_Document text:_
-.-.-

Minimal Sufficient Explanations for Factored Markov Decision Processes

Minimal Sufficient Explanation

My notes on Omar Zia Khan, Pascal Poupart, and James P Black, ICAPS 2009

Automated planning problems have long been attempted using Markov Decision Processes (MDPs). MDPs are capable of handling the probabilistic and sequential nature of planning problem. They solve the problem by providing a policy which is a mapping from states to actions. However, to use this policy in the real-world, we first need users to trust the policy. The issue of trust can be ameliorated if the policy provides an explanation for its recommeded actions. This is the pretext of khan et al 2009.

Policy in MDP is usually obtained by optimizing Bellman’s equation which considers value of a state as expected discounted total reward. This paper uses an alternate formulation of the value function introduced by and extends it to the factored MDPs. In the alternate formulation, value function is expressed as a dot product of reward and the discounted occupancy frequencies of all the states. With this formulation, an optimal policy for a given state can explain the recommended action by simply showing that the recommended action has highest occupancy frequency of highly rewarded state(s). To this effect the paper propose three explanation templates:

ActionName is the only action that is likely to take you to Var1 = Val1, Var2 = Val2, … about $\lambda$ times, which is higher (or lower) than any other action.
ActionName is likely to take you to Var1 = Val1, Var2 = Val2, … about $\lambda$ times, which is high (or low) as any other action''
ActionName is likely to take you to Var1 = Val1, Var2 = Val2, … about $\lambda$ times.

Var1 = Val1, Var2 = Val2, … in the template represents a single state (in case of MDPs) or a scenario\footnote{In the case of factored MDPs, the reward function is also factored and the scenario used is defined as set of states which have similar rewards.} (in case of Factored MDPs). Multiple templates can be used for explaining a recommended action.

-.-.-

_Dataset rows:_
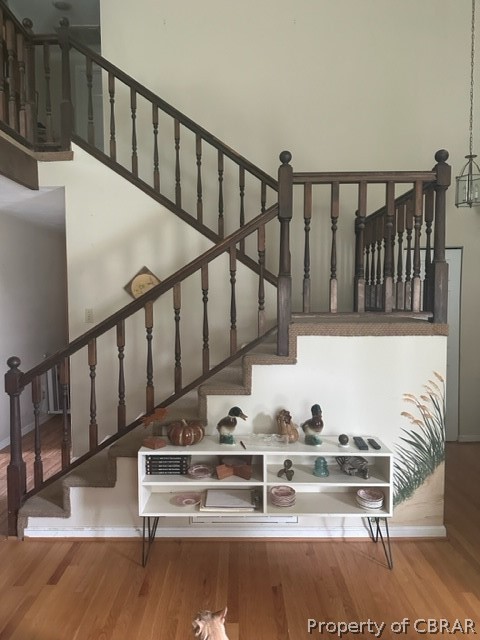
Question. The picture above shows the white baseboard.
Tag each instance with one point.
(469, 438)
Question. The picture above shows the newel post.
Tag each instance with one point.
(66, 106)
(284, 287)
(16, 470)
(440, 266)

-.-.-

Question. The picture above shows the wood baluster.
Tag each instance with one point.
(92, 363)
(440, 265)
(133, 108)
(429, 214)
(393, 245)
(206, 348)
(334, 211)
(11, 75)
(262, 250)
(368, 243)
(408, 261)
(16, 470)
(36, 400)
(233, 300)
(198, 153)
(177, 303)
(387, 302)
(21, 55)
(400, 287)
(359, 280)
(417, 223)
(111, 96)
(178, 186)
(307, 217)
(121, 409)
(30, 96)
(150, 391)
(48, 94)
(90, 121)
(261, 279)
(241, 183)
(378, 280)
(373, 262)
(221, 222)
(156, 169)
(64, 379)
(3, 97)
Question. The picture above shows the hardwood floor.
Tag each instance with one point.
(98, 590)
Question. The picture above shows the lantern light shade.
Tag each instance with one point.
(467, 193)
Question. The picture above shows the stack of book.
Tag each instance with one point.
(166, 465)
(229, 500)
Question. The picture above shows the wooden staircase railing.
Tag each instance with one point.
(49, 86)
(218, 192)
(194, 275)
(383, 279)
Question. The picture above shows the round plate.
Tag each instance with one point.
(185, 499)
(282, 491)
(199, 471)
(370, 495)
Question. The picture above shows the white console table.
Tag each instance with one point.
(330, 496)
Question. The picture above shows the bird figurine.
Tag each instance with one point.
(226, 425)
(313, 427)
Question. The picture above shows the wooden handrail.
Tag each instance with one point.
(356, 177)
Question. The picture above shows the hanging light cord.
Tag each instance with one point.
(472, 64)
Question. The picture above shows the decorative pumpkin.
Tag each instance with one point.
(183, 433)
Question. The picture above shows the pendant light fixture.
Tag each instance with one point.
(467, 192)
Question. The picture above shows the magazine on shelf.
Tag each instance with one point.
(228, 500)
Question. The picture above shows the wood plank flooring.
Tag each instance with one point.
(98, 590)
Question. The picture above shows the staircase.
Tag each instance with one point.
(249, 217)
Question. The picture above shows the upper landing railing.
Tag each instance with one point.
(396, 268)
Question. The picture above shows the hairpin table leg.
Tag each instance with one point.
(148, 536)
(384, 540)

-.-.-

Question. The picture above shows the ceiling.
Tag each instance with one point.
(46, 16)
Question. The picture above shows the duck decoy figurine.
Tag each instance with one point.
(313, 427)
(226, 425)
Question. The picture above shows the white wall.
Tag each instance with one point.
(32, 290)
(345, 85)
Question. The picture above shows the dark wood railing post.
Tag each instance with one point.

-.-.-

_Exercise objective:_
Decide whether each statement below agrees with the notes on minimal sufficient explanations. For each one, answer yes or no and quote the words of the notes that settle it.
(a) MDPs solve a planning problem by providing a policy that maps states to actions.
(b) The paper proposes four explanation templates.
(c) Only one template may be used to explain a recommended action.

_Result of the task:_
(a) Yes: "They solve the problem by providing a policy which is a mapping from states to actions."
(b) No: "three explanation templates"
(c) No: "Multiple templates can be used for explaining a recommended action."